**Items listed in a dataset:**
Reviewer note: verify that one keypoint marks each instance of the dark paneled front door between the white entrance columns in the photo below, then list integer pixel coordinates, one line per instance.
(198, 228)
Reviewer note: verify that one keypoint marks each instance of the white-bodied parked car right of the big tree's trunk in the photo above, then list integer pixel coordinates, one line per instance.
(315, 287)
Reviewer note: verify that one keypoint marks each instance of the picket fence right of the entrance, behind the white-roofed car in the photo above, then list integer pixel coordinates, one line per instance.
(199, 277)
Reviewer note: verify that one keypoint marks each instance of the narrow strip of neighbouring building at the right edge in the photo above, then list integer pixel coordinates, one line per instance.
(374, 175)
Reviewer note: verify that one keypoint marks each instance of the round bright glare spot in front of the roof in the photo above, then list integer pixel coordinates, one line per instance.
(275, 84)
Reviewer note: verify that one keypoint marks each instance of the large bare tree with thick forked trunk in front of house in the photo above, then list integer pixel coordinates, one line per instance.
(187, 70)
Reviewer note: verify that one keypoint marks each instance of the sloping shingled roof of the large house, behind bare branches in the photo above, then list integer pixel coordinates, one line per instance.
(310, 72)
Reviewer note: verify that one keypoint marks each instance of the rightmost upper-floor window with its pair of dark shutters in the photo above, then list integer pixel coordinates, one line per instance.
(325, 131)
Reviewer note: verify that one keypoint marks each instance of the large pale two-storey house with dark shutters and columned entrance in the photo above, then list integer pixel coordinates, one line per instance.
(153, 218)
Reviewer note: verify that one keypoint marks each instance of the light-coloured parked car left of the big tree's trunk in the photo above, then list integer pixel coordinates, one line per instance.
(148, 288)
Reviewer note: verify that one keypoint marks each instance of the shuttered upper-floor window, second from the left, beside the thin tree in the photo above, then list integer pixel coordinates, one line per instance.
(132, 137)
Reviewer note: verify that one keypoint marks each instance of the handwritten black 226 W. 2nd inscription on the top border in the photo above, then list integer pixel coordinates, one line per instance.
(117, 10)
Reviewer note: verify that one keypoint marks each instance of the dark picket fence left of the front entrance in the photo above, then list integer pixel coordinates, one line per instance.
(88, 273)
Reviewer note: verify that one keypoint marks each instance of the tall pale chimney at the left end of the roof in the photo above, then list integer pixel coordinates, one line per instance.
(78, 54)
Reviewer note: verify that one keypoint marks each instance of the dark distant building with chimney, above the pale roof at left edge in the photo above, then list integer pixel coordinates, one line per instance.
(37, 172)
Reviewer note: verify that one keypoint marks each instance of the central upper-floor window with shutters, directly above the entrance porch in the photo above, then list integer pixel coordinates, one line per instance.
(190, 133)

**WORK TO COMPLETE:** The line containing "of the central" marks where to begin; the last line of the records marks where to stop. Copy both and all between, exactly.

**OUTPUT OF THE EXERCISE:**
Reviewer note: verify that one keypoint marks each instance of the central upper-floor window with shutters, directly above the entrance porch in the photo above, then list integer pixel coordinates, one line per instance.
(190, 133)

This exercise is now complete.